Written instruction. Arrange the lines below as a numbered list, leaving out any blank lines.

Data lines.
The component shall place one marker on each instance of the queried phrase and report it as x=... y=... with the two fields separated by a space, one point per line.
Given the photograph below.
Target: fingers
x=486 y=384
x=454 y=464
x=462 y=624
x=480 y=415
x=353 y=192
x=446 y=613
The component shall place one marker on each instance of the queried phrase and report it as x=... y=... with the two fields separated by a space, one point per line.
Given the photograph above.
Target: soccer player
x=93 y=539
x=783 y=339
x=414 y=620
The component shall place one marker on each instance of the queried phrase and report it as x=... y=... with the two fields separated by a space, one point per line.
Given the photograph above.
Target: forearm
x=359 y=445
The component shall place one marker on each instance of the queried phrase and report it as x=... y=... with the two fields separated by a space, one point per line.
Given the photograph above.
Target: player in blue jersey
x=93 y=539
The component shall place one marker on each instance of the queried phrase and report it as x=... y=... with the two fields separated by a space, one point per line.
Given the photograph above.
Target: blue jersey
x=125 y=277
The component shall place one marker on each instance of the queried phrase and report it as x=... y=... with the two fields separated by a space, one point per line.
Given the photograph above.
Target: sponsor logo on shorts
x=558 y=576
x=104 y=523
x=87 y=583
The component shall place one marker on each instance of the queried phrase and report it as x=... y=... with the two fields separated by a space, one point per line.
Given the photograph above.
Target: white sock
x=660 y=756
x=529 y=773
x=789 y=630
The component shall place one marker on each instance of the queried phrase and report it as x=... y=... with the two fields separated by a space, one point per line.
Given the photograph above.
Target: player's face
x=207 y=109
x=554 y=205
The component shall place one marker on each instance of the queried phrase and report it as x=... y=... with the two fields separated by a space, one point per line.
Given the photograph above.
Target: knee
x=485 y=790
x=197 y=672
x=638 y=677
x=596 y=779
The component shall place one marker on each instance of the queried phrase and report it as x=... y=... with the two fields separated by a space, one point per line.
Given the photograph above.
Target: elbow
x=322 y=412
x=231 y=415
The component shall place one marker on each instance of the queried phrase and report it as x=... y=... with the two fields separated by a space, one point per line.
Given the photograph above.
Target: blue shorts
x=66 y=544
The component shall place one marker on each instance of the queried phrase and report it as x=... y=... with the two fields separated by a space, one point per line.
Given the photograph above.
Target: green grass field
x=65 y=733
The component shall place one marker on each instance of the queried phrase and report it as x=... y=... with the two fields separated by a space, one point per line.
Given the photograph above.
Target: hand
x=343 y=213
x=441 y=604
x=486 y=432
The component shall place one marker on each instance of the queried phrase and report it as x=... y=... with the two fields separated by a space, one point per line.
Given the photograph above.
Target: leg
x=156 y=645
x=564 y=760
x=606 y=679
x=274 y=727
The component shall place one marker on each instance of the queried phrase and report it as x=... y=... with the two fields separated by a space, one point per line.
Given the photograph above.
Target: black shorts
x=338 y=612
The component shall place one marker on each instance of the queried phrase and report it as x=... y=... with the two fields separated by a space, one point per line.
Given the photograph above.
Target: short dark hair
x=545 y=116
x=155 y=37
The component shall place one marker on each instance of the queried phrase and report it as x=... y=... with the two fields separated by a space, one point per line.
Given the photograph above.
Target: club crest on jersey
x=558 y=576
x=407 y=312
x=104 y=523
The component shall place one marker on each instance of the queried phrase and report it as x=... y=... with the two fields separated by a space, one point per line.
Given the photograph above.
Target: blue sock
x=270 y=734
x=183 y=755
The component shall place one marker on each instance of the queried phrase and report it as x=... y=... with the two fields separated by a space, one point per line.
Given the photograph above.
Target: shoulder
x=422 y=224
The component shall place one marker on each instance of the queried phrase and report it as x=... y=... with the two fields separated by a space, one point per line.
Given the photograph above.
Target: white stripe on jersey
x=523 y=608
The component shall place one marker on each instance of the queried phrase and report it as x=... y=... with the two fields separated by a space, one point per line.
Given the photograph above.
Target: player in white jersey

Result of the task.
1. The component shall place one marker on each instance of the queried phrase and report it as x=... y=... with the two fields separated by a space, one point per line.
2. Given the photograph below.
3. Target: fingers
4. x=486 y=384
5. x=454 y=464
6. x=462 y=624
7. x=480 y=415
8. x=353 y=192
9. x=446 y=613
10. The component shall place one marker on each instance of the queried phrase and report it as x=... y=... with the two fields separated by a space, one point per line.
11. Given the photograph above.
12. Target: soccer player
13. x=93 y=539
14. x=783 y=339
15. x=414 y=620
16. The component shall place one marker on each instance of the queried phrase and report it as x=... y=... with the two fields separated by a space, one point per line.
17. Given the photograph above.
18. Target: forearm
19. x=359 y=445
20. The component shall place one marker on each instance of the queried phrase and report it as x=... y=... with the two fields separated by a space, one point per line.
21. Given the photograph above.
22. Target: player in blue jersey
23. x=93 y=539
24. The component shall place one marker on each instance of the queried phrase and report it as x=... y=... with the two fields separated by a space, one point per line.
25. Given the photograph above.
26. Target: blue jersey
27. x=125 y=277
28. The component shall place one marker on each instance of the queried phrase and report it as x=... y=... with the two fields separated by a space, one point per line.
29. Given the photograph above.
30. Target: sponsor logo on shorts
31. x=558 y=576
32. x=104 y=523
33. x=87 y=583
34. The component shall place one marker on each instance of the queried phrase and report it as x=... y=... with the two fields separated by a space, one point per line.
35. Given the photograph above.
36. Target: white sock
37. x=660 y=756
38. x=529 y=773
39. x=789 y=630
40. The component shall place one marker on each instance of the queried phrase and report it as x=... y=... with the two fields separated by a space, one point per line.
41. Given the photograph above.
42. Target: player's face
43. x=207 y=109
44. x=554 y=205
45. The component shall place one marker on each instance of the queried phrase and report it as x=... y=... with the two fields separated by a space, one point per line.
46. Given the photograph above.
47. Target: knee
48. x=485 y=790
49. x=197 y=672
50. x=638 y=677
51. x=596 y=779
52. The component shall place one marker on each instance of the queried phrase and report it as x=... y=... with the two fields separated by a space, one point per line.
53. Given the photograph above.
54. Target: elbow
55. x=322 y=412
56. x=231 y=415
57. The component shall place one marker on each instance of the queried phrase and report it as x=... y=... with the two fields separated by a space, one point per line.
58. Given the photograph above.
59. Target: blue shorts
60. x=66 y=544
61. The component shall place one marker on each instance of the queried phrase and report it as x=... y=... with the two fields separated by a space, one point per line.
62. Given the photograph above.
63. Target: green grass field
64. x=65 y=733
65. The component shall place one marker on each instance of the queried phrase and report it as x=... y=... with the two fields separated by a space, one point per line.
66. Given the photograph above.
67. Target: hand
68. x=343 y=213
69. x=441 y=604
70. x=486 y=432
71. The component shall place one marker on each instance of the queried phrase and report it as x=... y=... with the two fields separated by a space, one point per line.
72. Given the photograph above.
73. Target: leg
74. x=156 y=645
75. x=564 y=760
76. x=606 y=679
77. x=274 y=727
78. The component shall place one marker on each instance of the queried phrase and report it as x=... y=... with the two fields separated by a space, one point per line.
79. Given the photograph above.
80. Target: black shorts
81. x=338 y=612
82. The component shall place one marker on each instance of the queried phrase and report it as x=... y=... with the two fields separated by a space, one point per line.
83. Given the photograph above.
84. Target: short dark hair
85. x=545 y=116
86. x=155 y=37
87. The component shall place one marker on each instance of the queried phrase and report it as x=... y=... with the two fields separated by a space, one point per line.
88. Given the photograph above.
89. Target: club crest on jersey
90. x=558 y=576
91. x=407 y=312
92. x=104 y=523
93. The component shall place one marker on each instance of the queried phrase and report it as x=... y=... with the two fields separated by a space, one point per line.
94. Given the photograph above.
95. Target: blue sock
96. x=270 y=734
97. x=183 y=755
98. The component shall place one marker on each instance of the queried phrase and report it as x=... y=... with the two fields separated by a space, one point per line.
99. Given the photograph above.
100. Target: shoulder
101. x=422 y=224
102. The component shall place one marker on each instance of the queried phrase and report it as x=... y=... with the two fields separated by a space, one point per line.
103. Given the photograph above.
104. Target: white stripe on jersey
105. x=523 y=608
106. The component shall place one marker on each instance of the queried phrase and report it as x=... y=... with the two fields separated by a space, one point per line.
107. Given the photograph above.
108. Target: player in white jersey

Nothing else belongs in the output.